■ **WHAT IS NEEDED**:
Start at the line with "[tag] commercial building" in the records below, stop at the line with "locate | one dot per instance of the dump", and return every line in that span exactly, the two end lines included.

____________________

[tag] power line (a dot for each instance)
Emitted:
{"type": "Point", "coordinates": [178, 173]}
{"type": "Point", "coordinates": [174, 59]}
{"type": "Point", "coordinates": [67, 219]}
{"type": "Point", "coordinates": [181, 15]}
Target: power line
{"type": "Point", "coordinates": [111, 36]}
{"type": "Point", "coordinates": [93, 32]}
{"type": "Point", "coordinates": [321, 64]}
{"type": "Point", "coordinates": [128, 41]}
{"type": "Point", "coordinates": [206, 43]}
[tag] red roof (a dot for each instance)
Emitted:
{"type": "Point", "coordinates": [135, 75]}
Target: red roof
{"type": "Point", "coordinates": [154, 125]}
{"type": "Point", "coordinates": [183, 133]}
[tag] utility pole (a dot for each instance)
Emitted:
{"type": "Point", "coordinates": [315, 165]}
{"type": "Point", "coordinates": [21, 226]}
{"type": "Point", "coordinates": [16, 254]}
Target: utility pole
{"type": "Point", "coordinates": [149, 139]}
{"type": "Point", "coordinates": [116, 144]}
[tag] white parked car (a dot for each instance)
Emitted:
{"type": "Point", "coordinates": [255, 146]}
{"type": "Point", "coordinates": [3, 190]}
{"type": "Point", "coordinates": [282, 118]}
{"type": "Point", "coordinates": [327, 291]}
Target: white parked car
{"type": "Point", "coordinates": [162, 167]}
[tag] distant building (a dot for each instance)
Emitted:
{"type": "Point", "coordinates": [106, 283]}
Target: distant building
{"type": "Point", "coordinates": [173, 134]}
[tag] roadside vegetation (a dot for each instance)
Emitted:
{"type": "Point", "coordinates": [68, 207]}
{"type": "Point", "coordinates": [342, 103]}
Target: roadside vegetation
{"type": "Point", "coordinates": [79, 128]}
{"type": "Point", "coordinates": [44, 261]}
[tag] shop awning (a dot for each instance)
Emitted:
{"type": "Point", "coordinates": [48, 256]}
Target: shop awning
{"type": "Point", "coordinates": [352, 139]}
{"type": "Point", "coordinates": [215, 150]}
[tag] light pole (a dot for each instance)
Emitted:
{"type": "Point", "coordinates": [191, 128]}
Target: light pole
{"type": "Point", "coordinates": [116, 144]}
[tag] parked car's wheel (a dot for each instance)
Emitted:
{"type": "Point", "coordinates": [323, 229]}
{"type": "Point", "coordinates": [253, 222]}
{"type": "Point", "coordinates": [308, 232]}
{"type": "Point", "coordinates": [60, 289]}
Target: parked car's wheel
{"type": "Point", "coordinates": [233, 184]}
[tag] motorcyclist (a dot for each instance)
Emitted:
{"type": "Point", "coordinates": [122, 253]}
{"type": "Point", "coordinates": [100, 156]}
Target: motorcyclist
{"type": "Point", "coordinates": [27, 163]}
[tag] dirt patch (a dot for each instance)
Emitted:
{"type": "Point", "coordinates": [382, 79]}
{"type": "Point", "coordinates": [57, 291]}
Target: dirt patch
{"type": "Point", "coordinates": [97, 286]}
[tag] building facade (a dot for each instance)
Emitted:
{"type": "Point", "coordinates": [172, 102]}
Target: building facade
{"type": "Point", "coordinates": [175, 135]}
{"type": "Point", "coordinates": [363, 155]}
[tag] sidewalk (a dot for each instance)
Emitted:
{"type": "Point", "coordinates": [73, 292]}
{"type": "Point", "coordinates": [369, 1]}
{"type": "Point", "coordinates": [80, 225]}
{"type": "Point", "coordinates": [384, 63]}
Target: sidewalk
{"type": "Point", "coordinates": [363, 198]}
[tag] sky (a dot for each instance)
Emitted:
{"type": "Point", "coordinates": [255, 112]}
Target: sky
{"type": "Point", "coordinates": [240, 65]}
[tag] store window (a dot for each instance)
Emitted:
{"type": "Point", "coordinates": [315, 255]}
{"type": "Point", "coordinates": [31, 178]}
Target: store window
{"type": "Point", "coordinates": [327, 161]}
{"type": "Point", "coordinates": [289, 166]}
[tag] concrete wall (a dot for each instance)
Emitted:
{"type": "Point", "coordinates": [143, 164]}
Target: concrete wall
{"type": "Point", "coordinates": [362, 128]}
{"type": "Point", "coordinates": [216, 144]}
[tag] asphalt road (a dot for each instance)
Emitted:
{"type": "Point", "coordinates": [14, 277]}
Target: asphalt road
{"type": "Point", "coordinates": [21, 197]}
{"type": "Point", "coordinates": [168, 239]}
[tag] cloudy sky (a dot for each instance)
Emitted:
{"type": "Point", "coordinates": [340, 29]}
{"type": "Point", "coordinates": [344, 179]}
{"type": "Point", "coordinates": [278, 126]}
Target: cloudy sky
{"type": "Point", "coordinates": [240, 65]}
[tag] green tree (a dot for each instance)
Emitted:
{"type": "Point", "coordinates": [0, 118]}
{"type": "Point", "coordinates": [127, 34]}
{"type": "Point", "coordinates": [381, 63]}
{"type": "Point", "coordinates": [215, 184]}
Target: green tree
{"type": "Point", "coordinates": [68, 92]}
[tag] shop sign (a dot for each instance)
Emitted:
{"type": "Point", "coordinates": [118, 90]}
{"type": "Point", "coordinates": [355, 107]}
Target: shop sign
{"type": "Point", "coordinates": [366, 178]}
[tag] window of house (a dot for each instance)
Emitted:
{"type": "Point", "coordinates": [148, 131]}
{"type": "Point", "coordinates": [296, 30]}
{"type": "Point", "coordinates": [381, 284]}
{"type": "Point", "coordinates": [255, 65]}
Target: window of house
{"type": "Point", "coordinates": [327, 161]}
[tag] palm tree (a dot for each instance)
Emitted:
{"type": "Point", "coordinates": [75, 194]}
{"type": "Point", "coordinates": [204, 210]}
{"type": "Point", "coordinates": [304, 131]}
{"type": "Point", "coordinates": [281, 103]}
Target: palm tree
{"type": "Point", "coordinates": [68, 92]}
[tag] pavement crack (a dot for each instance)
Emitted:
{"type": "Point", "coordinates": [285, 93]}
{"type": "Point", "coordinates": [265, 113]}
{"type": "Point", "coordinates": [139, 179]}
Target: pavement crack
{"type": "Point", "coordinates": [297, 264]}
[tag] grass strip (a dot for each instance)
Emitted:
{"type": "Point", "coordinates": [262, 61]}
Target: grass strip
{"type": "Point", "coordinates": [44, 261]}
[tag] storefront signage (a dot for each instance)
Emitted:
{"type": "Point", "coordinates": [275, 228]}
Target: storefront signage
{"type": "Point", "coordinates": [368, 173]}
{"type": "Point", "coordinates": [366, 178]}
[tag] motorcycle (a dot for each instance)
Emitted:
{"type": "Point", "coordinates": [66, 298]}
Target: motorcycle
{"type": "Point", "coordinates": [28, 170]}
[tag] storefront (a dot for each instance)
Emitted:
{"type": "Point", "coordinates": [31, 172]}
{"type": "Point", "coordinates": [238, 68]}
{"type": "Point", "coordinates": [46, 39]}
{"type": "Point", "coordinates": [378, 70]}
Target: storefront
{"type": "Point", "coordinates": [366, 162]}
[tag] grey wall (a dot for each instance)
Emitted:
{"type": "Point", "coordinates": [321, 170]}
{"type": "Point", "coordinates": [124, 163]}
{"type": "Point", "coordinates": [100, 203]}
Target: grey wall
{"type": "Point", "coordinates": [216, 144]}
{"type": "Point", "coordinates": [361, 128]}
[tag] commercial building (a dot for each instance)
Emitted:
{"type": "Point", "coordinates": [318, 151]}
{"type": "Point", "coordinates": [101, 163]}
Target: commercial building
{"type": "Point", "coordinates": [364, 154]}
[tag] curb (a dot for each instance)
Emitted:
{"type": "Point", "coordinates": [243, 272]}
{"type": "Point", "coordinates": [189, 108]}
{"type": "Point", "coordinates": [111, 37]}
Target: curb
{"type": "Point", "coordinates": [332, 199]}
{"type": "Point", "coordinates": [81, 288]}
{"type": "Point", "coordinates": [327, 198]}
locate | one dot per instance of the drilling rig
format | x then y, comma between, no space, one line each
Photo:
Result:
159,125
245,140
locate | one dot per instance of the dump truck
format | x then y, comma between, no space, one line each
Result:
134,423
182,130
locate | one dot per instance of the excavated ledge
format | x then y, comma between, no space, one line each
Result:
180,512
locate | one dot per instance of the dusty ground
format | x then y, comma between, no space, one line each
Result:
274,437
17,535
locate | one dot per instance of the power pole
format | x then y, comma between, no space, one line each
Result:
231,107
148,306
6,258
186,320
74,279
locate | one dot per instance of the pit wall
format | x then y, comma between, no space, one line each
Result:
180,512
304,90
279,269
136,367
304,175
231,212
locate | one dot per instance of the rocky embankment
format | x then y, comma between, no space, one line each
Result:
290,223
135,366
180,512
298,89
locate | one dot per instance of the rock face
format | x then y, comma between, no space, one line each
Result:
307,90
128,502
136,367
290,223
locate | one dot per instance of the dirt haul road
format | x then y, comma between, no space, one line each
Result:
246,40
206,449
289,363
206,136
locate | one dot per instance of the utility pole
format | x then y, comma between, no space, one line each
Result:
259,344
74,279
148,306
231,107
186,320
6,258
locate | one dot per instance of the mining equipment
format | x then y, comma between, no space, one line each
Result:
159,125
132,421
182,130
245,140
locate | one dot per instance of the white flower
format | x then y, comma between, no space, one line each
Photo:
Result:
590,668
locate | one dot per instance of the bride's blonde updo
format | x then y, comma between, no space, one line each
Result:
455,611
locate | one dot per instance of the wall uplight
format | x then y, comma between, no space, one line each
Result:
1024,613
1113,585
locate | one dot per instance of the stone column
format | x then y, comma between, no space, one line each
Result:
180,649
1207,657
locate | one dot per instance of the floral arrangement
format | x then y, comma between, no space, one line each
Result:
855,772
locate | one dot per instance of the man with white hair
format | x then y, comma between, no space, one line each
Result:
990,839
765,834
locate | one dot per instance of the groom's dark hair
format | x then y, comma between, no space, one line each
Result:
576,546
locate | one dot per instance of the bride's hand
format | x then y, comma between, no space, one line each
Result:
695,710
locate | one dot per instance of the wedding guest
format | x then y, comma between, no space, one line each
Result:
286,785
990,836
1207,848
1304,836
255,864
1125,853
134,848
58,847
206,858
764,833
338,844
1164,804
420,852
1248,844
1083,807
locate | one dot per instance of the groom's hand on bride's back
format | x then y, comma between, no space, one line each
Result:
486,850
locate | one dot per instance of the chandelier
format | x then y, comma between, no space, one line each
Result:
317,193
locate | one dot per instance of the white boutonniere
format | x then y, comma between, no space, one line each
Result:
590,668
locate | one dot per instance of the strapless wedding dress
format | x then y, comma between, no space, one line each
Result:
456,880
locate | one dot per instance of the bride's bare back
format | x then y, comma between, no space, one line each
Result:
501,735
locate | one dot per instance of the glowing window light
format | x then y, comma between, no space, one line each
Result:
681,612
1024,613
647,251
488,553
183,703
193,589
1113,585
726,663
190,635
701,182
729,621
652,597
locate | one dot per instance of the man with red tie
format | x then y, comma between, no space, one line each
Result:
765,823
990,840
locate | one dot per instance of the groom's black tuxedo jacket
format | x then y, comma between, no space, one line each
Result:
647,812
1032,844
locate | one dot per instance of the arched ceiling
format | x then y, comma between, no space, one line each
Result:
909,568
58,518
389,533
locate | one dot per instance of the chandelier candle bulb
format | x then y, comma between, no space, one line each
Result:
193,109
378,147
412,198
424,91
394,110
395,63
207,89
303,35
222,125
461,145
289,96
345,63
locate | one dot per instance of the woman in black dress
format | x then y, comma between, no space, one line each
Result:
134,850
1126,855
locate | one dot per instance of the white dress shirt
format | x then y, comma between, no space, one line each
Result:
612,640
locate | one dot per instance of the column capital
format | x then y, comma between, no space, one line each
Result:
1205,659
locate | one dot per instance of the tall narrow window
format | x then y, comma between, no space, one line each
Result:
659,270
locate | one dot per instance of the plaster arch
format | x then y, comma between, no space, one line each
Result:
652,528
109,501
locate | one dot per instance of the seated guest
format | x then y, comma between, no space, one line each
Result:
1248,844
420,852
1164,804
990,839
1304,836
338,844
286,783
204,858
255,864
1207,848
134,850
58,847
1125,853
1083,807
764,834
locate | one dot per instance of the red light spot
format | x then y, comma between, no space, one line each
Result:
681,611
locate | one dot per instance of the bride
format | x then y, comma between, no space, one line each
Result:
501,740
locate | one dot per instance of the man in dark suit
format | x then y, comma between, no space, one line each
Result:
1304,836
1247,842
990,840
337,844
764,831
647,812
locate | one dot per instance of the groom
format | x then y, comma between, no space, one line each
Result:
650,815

____________________

■ **RESULT FOR THIS TASK**:
[tag] commercial building (a dot for each instance)
Emitted:
{"type": "Point", "coordinates": [318, 151]}
{"type": "Point", "coordinates": [101, 163]}
Target: commercial building
{"type": "Point", "coordinates": [364, 154]}
[tag] curb (a dot for each instance)
Emitted:
{"type": "Point", "coordinates": [243, 272]}
{"type": "Point", "coordinates": [189, 108]}
{"type": "Point", "coordinates": [111, 37]}
Target: curb
{"type": "Point", "coordinates": [332, 199]}
{"type": "Point", "coordinates": [81, 288]}
{"type": "Point", "coordinates": [327, 198]}
locate | one dot per instance of the drilling rig
format | x then y, comma between, no space, one line each
Photo:
Result:
159,125
245,140
locate | one dot per instance of the dump truck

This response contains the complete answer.